> **TASKS TO COMPLETE**:
[1] From the forum thread about the Apple Hardware Test error code, reproduce the passage starting with "4SNS/1/4000000: TBOT" and going on through "for any help.".
[2] Gather every line in the records that contains the string "just", matching case.

> **EXCERPTED PASSAGE**:
━━━━━━━━━━━━━━━━
# (YET ANOTHER) Apple Hardware Test Error Code



## segfault (Aug 25, 2008)

Hi...

Unfortunately my son dropped a glass of coke near my MacBook (2nd Generation), near its left side. As far as i saw, since the macbook was not so near the table, looked like the coke didn't get inside it.

However, after that, i'm experiencing some random reboots while using Mac OS. I ran the Apple Hardware Test, and got the following error:

4SNS/1/4000000: TBOT

As i searched around, looks like its related to the logic board. But what does mean the "TBOT" part of the error code? 

My macbook is not recognizing the battery anymore, however i'm able to use Linux while plugged in, so i thought that could be related to some battery or thermal sensor.

Thanks for any help.


----------



## Giaguara (Aug 25, 2008)

Could be thermal sensor if I remember correct.

Any luck in recalibrating battery (http://docs.info.apple.com/article.html?path=Mac/10.4/en/mh2339.html) or getting it even just recognized with reset PRAM?


----------



## segfault (Aug 25, 2008)

Nahh... it doesn't even recognize my battery. Tried removing everything (even the battery), pressing the power button for 5 secs or so, and plugging everying again... no help.


----------



## Satcomer (Aug 25, 2008)

If you don't have AppleCare on it anymore a cheap company (in the States) for MacBook and Macbook Pro repair is MacService.com.


----------



## Hughvane (Aug 25, 2008)

Or iFixit http://www.ifixit.com/


----------



## segfault (Aug 26, 2008)

Yes, but unfortunately i'm not in the US. I just want to know what the error code means, if i can buy a part (probably the battery one) and change myself, or i'm totally screwed, hehe.


----------



## Hughvane (Aug 26, 2008)

Does this help you? http://discussions.apple.com/thread.jspa?threadID=1450379&tstart=70

And the thing about that ifixit site is that _you_ do the fixing, they tell you how.


----------
━━━━━━━━━━━━━━━━
> **DATASET RECORDS**:

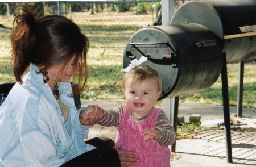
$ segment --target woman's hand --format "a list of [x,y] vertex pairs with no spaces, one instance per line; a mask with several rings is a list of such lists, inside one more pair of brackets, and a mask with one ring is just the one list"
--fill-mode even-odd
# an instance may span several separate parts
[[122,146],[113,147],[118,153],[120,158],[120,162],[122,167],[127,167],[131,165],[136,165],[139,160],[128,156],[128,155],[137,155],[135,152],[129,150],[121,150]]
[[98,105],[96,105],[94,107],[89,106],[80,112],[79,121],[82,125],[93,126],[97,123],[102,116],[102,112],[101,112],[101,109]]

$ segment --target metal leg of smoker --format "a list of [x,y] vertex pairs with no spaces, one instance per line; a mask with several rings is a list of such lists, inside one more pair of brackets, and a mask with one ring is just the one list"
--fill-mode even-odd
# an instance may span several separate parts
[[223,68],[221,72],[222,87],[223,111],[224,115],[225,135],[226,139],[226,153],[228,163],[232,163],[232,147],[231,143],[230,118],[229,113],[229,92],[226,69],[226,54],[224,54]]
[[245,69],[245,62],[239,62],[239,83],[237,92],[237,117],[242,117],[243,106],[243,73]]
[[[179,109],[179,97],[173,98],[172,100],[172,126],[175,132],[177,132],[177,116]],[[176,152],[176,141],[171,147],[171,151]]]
━━━━━━━━━━━━━━━━
> **OUTPUTS FOR THE TASKS**:
[1]
4SNS/1/4000000: TBOT

As i searched around, looks like its related to the logic board. But what does mean the "TBOT" part of the error code? 

My macbook is not recognizing the battery anymore, however i'm able to use Linux while plugged in, so i thought that could be related to some battery or thermal sensor.

Thanks for any help.

[2]
$ segment --target woman's hand --format "a list of [x,y] vertex pairs with no spaces, one instance per line; a mask with several rings is a list of such lists, inside one more pair of brackets, and a mask with one ring is just the one list"
$ segment --target metal leg of smoker --format "a list of [x,y] vertex pairs with no spaces, one instance per line; a mask with several rings is a list of such lists, inside one more pair of brackets, and a mask with one ring is just the one list"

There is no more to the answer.